»»

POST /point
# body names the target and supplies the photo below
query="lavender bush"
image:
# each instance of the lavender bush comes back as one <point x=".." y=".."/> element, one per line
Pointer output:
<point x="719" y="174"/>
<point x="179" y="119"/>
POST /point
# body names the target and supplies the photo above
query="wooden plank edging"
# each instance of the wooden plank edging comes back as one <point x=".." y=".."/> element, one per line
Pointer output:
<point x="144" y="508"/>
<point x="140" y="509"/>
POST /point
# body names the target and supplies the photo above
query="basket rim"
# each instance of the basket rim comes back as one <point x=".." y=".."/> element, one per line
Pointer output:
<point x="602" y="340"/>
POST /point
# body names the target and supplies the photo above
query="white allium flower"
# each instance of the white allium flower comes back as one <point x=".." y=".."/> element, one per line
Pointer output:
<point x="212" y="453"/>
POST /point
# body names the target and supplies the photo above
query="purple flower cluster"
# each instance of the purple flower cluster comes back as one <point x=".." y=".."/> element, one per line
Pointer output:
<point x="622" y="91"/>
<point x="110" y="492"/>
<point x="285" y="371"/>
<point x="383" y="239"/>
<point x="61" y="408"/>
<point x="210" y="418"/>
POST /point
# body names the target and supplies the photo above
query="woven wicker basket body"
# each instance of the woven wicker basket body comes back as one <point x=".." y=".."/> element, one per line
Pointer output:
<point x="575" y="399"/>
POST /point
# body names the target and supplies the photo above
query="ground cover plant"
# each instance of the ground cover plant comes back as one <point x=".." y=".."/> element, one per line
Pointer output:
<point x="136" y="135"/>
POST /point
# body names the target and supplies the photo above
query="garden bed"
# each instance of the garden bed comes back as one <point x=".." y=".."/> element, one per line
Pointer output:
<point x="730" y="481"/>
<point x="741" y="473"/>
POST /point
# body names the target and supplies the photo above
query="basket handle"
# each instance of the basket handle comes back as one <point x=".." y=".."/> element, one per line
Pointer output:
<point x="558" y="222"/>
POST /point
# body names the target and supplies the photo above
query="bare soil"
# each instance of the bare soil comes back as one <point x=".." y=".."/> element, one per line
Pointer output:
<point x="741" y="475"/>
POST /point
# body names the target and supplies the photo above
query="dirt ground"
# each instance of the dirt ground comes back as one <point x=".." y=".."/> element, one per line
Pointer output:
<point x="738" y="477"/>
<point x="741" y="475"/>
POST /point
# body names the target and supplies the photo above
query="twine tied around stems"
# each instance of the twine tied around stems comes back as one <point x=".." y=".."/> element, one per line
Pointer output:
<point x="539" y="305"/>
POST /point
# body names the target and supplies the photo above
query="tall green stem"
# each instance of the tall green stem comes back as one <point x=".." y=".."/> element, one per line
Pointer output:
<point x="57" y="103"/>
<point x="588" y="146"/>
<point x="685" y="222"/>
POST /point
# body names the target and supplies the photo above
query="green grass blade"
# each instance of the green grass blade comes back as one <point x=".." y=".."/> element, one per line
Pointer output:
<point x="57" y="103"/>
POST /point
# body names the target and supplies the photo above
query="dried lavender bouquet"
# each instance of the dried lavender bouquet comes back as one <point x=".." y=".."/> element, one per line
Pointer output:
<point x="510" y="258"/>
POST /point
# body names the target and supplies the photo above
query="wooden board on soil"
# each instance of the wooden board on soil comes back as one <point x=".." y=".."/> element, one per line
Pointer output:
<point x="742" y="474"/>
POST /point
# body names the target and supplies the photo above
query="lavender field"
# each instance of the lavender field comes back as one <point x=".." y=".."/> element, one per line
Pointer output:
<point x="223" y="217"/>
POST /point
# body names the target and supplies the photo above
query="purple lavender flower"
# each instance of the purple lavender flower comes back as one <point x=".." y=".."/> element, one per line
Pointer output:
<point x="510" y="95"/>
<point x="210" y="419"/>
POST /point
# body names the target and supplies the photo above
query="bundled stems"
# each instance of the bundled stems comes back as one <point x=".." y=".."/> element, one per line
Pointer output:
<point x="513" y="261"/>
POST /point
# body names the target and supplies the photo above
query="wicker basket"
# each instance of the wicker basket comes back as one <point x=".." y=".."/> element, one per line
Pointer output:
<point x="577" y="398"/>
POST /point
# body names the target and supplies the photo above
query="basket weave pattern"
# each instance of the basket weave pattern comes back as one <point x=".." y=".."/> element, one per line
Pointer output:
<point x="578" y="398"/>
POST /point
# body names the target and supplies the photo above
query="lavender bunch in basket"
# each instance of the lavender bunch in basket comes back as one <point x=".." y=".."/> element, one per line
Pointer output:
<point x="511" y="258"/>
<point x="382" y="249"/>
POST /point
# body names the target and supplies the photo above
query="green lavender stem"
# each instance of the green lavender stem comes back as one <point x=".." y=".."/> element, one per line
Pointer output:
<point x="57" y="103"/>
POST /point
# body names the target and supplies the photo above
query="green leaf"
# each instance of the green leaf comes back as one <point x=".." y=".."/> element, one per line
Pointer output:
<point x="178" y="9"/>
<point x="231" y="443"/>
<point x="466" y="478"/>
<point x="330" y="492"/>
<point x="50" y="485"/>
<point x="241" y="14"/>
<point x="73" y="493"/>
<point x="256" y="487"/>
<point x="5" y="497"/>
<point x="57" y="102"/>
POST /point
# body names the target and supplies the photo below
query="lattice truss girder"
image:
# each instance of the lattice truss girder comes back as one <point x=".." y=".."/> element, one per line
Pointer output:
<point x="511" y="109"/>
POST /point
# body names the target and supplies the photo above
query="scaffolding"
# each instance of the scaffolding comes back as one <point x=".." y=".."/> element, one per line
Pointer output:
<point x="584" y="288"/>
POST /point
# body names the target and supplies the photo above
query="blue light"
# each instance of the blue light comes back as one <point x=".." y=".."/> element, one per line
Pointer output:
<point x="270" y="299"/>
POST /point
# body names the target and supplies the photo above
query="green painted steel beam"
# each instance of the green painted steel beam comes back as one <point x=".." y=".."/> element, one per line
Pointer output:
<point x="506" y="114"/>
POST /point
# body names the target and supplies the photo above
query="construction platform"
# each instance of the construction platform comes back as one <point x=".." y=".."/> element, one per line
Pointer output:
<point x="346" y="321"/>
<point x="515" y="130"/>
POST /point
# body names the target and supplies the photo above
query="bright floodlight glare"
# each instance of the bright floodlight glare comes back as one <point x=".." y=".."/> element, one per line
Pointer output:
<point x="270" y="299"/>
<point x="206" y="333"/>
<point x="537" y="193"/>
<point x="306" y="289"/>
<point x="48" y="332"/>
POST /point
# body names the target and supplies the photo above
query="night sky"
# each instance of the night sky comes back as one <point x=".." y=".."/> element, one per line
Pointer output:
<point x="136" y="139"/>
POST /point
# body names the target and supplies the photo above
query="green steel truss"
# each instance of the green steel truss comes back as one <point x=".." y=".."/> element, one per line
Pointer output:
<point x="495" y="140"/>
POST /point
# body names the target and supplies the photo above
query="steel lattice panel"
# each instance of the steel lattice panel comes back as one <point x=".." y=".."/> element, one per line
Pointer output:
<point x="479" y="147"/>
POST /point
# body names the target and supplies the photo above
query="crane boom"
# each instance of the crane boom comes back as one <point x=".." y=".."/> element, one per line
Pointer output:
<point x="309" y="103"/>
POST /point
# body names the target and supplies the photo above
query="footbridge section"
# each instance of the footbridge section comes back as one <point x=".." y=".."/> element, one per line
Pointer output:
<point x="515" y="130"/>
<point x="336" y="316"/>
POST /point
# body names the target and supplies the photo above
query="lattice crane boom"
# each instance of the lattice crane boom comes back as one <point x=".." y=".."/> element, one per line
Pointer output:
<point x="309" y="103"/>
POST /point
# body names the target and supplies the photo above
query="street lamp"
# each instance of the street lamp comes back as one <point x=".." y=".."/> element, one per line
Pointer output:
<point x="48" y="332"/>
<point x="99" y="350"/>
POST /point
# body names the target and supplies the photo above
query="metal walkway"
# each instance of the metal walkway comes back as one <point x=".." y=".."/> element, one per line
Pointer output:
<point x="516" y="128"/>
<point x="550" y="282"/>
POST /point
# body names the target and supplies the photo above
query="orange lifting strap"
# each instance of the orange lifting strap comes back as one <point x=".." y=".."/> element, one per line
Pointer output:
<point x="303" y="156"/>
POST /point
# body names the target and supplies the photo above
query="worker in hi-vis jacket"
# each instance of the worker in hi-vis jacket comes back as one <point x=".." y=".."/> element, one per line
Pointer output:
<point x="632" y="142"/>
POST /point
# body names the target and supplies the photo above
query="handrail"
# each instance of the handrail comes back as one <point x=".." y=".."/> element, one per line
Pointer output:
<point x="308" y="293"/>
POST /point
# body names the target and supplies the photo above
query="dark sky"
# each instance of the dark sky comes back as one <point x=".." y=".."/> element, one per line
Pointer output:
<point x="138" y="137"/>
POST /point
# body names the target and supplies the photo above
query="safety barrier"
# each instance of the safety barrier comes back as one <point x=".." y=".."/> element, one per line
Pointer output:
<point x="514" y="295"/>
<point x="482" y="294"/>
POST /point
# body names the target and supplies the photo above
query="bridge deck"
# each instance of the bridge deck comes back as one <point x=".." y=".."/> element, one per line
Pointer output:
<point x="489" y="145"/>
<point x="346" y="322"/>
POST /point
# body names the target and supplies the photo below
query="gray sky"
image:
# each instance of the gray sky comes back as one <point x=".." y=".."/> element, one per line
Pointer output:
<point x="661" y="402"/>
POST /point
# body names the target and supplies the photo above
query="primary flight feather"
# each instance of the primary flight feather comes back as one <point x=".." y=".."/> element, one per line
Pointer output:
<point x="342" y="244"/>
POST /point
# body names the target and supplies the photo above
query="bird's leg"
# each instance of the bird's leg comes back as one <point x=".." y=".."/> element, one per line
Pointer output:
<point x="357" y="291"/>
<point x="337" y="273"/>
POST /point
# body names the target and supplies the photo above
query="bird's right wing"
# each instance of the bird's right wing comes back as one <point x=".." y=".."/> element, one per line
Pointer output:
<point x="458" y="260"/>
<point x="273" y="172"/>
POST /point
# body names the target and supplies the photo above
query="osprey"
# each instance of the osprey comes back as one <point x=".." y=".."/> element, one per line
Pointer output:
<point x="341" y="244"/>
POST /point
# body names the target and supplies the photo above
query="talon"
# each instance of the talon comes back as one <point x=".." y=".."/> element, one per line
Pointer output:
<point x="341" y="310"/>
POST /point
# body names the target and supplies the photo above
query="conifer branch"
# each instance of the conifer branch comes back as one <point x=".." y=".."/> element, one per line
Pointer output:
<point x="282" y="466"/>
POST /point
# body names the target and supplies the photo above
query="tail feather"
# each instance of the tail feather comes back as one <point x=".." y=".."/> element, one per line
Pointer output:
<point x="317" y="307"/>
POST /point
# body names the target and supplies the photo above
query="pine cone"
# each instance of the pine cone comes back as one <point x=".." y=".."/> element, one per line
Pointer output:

««

- Goal of the exercise -
Collect every line of the records above that contains the string "handle", copying each line in full.

- Written response -
query="basket handle"
# each instance of the basket handle comes back as one <point x=".." y=".."/> element, one per line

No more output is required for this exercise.